> _Dataset_
╔══

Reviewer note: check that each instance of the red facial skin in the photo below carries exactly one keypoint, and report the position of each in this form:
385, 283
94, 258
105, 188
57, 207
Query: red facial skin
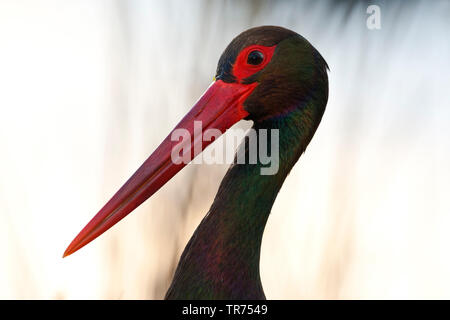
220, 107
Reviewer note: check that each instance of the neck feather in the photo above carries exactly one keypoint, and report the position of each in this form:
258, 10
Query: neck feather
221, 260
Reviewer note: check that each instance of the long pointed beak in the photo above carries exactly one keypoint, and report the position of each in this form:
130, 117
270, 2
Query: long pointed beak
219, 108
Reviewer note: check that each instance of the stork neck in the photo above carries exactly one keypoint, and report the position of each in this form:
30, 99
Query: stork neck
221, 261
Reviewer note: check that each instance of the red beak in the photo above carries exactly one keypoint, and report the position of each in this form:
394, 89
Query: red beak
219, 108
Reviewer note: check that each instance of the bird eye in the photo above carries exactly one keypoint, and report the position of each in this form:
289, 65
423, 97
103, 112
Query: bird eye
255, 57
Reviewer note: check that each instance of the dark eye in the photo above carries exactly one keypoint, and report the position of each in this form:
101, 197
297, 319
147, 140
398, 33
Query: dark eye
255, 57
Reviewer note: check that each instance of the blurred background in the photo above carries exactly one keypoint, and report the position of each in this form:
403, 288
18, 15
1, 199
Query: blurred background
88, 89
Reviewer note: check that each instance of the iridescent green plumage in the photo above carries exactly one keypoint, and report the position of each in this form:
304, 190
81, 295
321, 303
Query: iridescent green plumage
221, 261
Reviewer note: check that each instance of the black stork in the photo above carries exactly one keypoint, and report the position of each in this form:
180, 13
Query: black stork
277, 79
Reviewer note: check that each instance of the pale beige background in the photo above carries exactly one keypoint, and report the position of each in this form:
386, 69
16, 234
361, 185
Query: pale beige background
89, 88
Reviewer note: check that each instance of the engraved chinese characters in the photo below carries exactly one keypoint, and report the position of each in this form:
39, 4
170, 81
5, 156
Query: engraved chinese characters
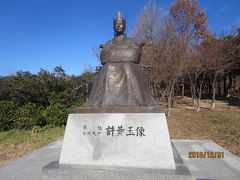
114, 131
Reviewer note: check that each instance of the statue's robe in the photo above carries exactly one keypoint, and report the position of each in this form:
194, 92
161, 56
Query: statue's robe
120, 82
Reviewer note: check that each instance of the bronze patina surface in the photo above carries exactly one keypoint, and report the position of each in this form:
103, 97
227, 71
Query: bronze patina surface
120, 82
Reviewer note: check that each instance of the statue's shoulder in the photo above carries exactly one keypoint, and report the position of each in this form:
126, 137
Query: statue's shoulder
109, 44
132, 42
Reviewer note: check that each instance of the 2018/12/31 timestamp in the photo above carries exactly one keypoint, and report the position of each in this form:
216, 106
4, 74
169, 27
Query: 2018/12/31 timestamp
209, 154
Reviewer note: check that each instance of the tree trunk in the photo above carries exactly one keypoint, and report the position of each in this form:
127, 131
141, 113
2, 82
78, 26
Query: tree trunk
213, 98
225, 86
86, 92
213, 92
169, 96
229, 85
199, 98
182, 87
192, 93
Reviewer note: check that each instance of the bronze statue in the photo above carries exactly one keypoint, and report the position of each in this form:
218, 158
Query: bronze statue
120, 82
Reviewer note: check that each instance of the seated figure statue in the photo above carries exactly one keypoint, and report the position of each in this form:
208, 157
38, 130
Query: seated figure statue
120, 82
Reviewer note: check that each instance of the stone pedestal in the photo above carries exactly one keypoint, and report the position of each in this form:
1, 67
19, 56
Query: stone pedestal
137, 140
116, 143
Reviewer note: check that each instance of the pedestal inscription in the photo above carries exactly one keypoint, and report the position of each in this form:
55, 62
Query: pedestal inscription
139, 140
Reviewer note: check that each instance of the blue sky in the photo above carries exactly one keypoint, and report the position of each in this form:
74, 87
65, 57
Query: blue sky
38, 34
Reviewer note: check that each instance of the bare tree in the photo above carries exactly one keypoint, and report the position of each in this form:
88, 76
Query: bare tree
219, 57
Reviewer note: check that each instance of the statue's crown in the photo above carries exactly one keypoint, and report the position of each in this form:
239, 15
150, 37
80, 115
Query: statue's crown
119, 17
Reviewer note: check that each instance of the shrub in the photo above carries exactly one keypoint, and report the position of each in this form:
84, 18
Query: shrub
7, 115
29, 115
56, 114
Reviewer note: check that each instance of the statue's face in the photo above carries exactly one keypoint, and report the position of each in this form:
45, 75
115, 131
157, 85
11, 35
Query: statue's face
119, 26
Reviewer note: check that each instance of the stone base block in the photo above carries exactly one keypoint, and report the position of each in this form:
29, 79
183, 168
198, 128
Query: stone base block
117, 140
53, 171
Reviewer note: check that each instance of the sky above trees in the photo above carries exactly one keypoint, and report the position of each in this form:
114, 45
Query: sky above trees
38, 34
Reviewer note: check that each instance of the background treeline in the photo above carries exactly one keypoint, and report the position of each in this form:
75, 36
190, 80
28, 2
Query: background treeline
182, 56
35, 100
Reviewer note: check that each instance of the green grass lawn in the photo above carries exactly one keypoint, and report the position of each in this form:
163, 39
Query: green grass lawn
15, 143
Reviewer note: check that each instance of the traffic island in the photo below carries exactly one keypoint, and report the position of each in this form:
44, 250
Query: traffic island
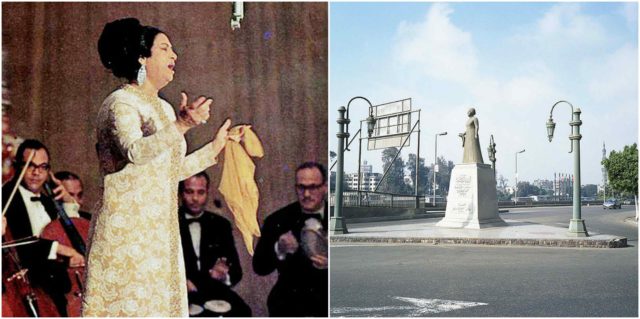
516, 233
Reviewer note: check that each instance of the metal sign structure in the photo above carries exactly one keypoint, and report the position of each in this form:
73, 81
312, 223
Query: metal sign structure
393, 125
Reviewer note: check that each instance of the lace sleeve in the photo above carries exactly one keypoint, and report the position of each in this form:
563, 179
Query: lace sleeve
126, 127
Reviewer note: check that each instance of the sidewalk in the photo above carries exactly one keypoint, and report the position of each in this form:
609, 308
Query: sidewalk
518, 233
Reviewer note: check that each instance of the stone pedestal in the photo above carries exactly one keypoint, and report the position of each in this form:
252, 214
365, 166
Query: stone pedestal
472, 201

╚══

> _Work instructions_
Retype the line containing "Reviewer note: check that each instance of the traffic" and all lines after it through the end of the material, exactly and only those, leaving out pictures.

> _Output of the exercise_
Reviewer note: check that each instance of the traffic island in the photo below carries exactly one keypoint, and report the position of each in this form:
44, 250
Query: traffic island
516, 233
Reviewer note: check that each instance of the metal sign structure in the photo above carries exactly one keypoint, and report the position of each in this form:
73, 81
312, 223
Query: metal sign structure
393, 125
Reviewer note: check that each instance of the lace sleeve in the photo above carries exactly one keypoint, and report the position of each in this form:
563, 179
Query: lace sleeve
126, 127
Reviewer note: check that each instance of the sidewalk in the photo above carries exactly one keypoint, and report the position of each in this form:
609, 308
Query: sidewalk
518, 233
Reviewer note: check that each instance of the stone pedestal in the photo above carries exactly one keypoint, and report the position of each in this form:
252, 214
365, 166
Query: stone pedestal
472, 201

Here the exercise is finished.